Stored items from a collection —

------------------------------------------------

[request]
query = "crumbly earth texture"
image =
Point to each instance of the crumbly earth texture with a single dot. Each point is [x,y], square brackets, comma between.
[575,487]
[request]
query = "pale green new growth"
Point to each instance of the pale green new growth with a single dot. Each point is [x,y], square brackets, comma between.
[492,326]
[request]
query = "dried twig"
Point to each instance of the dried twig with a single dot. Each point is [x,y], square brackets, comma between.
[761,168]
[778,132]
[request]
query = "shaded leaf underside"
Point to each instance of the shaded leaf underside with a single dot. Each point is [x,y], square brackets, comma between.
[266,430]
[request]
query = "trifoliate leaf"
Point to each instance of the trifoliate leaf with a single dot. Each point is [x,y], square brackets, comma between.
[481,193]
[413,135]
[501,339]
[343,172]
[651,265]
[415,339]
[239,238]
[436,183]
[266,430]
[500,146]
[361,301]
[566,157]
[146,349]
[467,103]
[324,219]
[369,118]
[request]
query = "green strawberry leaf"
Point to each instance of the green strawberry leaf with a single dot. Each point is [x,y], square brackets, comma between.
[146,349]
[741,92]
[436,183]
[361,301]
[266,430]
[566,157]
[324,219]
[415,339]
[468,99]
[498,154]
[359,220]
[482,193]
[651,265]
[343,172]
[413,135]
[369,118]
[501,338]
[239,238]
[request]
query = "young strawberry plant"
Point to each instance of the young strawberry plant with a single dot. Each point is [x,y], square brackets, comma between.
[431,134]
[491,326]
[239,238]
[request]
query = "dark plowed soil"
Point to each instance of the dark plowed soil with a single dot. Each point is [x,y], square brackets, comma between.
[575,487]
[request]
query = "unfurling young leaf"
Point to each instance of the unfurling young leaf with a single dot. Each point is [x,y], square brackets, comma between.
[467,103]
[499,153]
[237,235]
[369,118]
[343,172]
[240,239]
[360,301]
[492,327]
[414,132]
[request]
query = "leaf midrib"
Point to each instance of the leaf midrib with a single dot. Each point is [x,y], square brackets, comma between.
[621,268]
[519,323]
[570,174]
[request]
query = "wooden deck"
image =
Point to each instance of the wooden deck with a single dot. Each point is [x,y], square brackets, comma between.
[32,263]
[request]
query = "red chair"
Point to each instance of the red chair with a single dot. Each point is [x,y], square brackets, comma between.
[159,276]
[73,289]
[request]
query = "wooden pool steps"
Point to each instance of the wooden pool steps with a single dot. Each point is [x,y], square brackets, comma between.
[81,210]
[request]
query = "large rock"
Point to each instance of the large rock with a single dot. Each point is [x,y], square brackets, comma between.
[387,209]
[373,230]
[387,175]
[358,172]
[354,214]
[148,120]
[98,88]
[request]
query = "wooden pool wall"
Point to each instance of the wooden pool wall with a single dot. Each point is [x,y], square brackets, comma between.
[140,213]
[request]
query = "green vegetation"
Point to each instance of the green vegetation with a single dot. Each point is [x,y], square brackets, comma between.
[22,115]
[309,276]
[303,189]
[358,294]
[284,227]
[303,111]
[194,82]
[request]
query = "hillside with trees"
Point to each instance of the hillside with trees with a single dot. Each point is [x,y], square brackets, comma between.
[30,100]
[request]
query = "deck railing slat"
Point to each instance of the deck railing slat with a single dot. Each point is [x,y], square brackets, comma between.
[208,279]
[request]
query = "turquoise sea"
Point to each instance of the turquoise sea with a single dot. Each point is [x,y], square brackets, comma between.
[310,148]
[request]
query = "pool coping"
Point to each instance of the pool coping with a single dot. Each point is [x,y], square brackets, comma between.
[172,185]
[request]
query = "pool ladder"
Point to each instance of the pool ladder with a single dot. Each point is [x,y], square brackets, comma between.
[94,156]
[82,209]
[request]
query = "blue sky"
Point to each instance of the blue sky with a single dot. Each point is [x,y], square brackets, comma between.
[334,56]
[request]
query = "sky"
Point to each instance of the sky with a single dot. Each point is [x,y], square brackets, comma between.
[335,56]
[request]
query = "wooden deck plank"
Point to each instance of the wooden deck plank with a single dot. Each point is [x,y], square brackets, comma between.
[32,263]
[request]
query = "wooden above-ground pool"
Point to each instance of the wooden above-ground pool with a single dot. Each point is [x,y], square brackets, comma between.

------------------------------------------------

TO DO —
What you should produce is an exact copy of the records above.

WRITTEN RESPONSE —
[request]
query = "crumbly earth texture"
image =
Point to each instance of the crumbly earth texture with a single dot. Each point is [x,y], square brackets, comma between.
[575,487]
[request]
query = "pale green new growth"
Point to each instance of the pale green new growth with a single dot. Each point is [x,y], square brackets, comma between.
[492,326]
[request]
query = "dried twig"
Point to each instance of the dried twig with a single dot. Each point is [x,y], square brackets, comma between.
[761,168]
[778,132]
[request]
query = "shaded leaf underside"
Point to each instance of the shaded leaf underside with a single dot. Each point is [x,y], square brackets, comma between.
[266,430]
[request]
query = "trifoliate leaf"
Point to each instance of the trifoliate leaf with a single dot. Each point is [x,y], square brackets, comma between.
[481,193]
[413,135]
[501,339]
[343,172]
[651,265]
[415,339]
[239,238]
[436,183]
[266,430]
[500,146]
[361,301]
[566,157]
[146,349]
[467,103]
[324,219]
[369,118]
[request]
query = "green strawberry leaf"
Point to each instance of the green strawberry leaf with a single dot. Each point is [x,y], square brackets, comma between.
[146,349]
[741,92]
[436,183]
[361,301]
[266,430]
[566,157]
[324,219]
[415,339]
[468,99]
[498,154]
[359,220]
[482,193]
[651,265]
[343,172]
[413,135]
[369,118]
[501,338]
[239,238]
[request]
query = "young strawberry plant"
Point to each instance of the young strawberry plant with a single dot. Each point is [x,y], square brackets, comma between.
[431,134]
[491,326]
[239,238]
[request]
query = "dark plowed soil"
Point to each instance of the dark plowed soil with a single dot. Each point is [x,y], square brackets, comma between.
[575,487]
[request]
query = "unfurling young leaf"
Point to each instance of the unfurling young leaf with a single dot. Each point is [x,y], square brackets, comma between.
[467,103]
[499,153]
[237,235]
[369,118]
[343,172]
[240,239]
[360,301]
[492,327]
[414,132]
[request]
query = "leaf midrib"
Point to each instance of the leaf midrib with a single dot. Each point is [x,y], square brackets, comma between.
[621,268]
[519,323]
[570,174]
[request]
query = "wooden deck"
image =
Point to each instance of the wooden deck with a single dot. Each point is [x,y], square brackets, comma between.
[32,263]
[request]
query = "red chair"
Point to each instance of the red chair with a single dot. Each point is [x,y], square brackets, comma between.
[159,276]
[73,289]
[request]
query = "wooden pool steps"
Point to each instance of the wooden pool steps with a single dot. Each point is [x,y], square brackets, comma between.
[81,210]
[request]
query = "large rock"
Point to each instance of the large rock with a single dot. Each point is [x,y], square brackets, comma between.
[387,209]
[373,230]
[387,175]
[358,172]
[354,214]
[148,120]
[98,88]
[request]
query = "wooden pool wall"
Point to each instance of the wooden pool wall with a single dot. Each point is [x,y], square brackets, comma between.
[140,213]
[request]
query = "green vegetation"
Point to each instance of the green vegetation with a single dot. Each point is [x,y], square brackets, comma between.
[22,115]
[309,276]
[303,189]
[358,294]
[284,227]
[303,111]
[194,82]
[request]
query = "hillside with trees"
Point to each instance of the hillside with trees with a single dot. Each point is [x,y], square brackets, comma between.
[30,100]
[request]
query = "deck railing slat"
Point to each instance of the deck railing slat with a single dot. Each point is [x,y], square brackets, comma between.
[208,279]
[request]
query = "turquoise sea"
Point to each instance of the turquoise sea with a single dot. Each point is [x,y], square brackets, comma between.
[310,148]
[request]
query = "pool coping"
Point to each instance of the pool coping with a single dot. Each point is [x,y], square brackets, comma between.
[172,185]
[request]
query = "pool ladder"
Point to each instance of the pool ladder with a single dot. Each point is [x,y], square brackets, comma between.
[94,156]
[82,209]
[request]
query = "blue sky"
Point to each instance of the blue sky with a single dot. Each point is [x,y], square brackets, comma between.
[334,56]
[request]
query = "sky"
Point to each instance of the sky with a single dot. Each point is [x,y], square brackets, comma between.
[335,56]
[request]
query = "wooden deck plank"
Point to each instance of the wooden deck plank with a single dot. Each point is [x,y], square brackets, comma between.
[32,263]
[request]
query = "wooden above-ground pool"
Point to each instance of the wooden above-ground pool with a single dot. Each point is [x,y], square brackets, comma between.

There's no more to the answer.